* WHAT YOU ARE ASKED TO DO
Pick out all lines in the listing holding the string "path" and copy them.

* DATA SUPPLIED
········

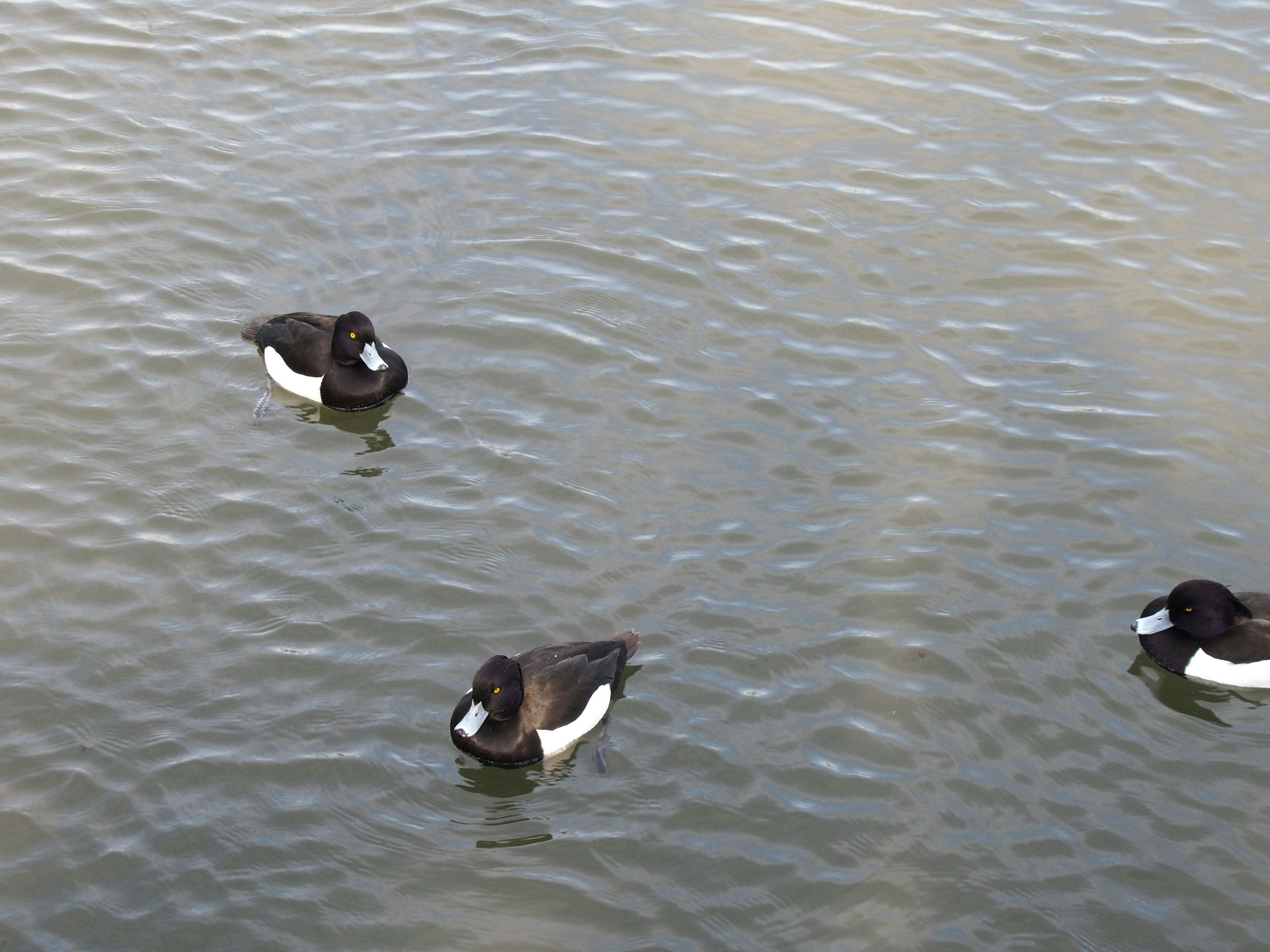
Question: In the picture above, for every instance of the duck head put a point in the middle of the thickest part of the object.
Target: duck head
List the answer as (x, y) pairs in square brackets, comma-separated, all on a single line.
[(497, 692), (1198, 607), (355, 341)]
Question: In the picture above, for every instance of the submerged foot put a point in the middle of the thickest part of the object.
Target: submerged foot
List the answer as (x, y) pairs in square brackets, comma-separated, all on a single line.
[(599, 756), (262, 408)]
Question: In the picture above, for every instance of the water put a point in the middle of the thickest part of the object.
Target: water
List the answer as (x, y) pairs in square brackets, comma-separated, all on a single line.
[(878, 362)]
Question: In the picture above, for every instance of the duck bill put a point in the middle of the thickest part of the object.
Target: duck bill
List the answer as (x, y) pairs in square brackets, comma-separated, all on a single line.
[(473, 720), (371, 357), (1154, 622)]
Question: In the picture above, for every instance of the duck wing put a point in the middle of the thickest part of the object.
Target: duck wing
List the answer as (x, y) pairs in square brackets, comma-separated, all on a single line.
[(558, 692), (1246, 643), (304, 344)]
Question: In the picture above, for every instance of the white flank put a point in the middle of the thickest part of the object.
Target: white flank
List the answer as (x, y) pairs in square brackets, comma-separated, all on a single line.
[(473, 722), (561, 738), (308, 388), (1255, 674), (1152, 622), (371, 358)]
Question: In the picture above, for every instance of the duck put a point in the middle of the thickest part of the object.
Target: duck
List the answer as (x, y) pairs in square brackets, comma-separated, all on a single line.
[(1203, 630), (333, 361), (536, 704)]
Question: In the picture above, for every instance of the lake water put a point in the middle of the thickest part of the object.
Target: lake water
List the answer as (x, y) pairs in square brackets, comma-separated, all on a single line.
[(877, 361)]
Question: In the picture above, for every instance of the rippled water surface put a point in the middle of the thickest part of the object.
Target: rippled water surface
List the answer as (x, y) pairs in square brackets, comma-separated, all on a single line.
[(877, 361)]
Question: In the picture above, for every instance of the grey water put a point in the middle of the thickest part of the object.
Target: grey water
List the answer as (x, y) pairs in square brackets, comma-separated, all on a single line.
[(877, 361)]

········

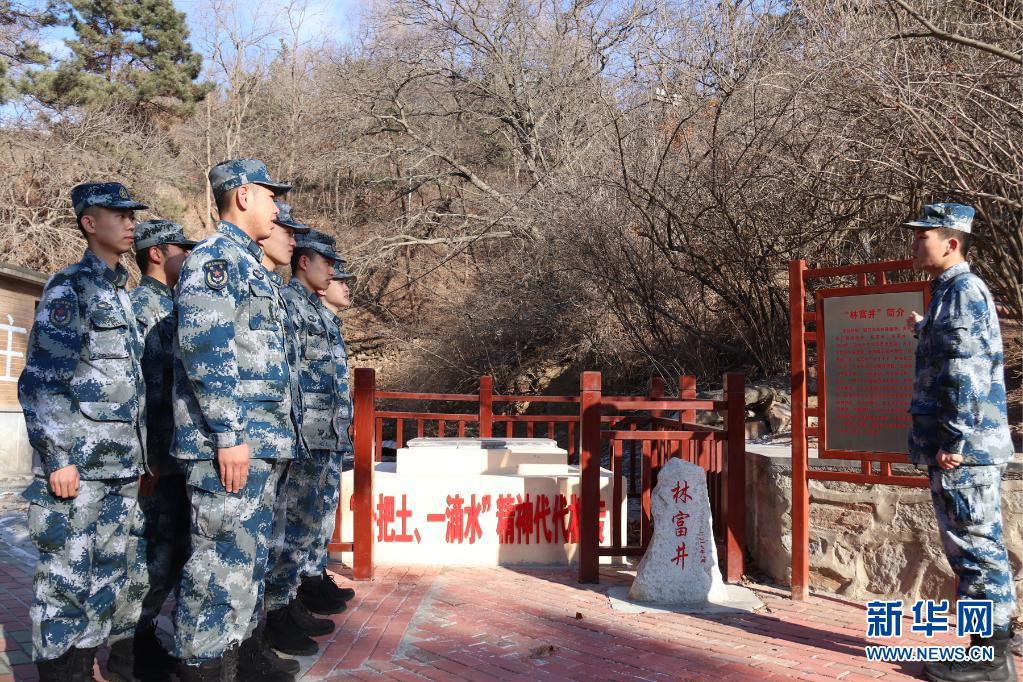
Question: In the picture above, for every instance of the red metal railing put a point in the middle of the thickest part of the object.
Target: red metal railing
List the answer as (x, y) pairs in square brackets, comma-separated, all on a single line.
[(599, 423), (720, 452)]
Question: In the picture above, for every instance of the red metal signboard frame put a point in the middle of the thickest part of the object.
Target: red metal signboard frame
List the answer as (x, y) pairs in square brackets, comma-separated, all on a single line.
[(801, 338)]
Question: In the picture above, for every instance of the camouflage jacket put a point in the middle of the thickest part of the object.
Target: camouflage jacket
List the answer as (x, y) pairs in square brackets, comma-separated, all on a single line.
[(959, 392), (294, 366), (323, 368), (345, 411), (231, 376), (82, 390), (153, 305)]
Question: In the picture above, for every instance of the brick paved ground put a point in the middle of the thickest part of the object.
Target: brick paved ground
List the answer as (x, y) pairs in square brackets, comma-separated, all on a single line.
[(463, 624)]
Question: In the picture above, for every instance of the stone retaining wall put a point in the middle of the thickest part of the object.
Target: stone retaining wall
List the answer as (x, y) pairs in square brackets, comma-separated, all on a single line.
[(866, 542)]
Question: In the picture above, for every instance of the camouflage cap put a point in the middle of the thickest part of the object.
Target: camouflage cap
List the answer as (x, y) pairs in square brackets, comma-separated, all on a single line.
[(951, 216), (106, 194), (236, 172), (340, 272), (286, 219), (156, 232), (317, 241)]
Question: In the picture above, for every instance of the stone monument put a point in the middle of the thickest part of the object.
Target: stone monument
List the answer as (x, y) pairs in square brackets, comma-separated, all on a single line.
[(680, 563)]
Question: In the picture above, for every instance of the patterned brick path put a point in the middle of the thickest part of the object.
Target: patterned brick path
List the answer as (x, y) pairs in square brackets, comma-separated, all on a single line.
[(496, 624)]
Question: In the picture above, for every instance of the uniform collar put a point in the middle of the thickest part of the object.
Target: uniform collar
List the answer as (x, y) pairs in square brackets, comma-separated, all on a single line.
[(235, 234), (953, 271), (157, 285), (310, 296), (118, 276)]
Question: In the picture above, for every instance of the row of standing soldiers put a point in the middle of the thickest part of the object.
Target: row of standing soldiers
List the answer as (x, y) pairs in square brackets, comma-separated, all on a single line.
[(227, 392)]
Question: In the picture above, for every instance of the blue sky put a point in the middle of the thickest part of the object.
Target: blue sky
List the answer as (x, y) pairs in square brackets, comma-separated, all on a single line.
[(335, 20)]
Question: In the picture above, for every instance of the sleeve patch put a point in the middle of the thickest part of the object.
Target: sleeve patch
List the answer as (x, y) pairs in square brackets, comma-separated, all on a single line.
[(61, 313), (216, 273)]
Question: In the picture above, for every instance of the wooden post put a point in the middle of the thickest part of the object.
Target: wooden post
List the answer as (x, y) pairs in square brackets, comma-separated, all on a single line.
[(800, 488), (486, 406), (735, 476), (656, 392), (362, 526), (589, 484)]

········

* FINISHED TASK
Question: In the picture above, for every instance of the patterned brick path put a point in the middle of the thickest part of the object.
Target: patterned brick path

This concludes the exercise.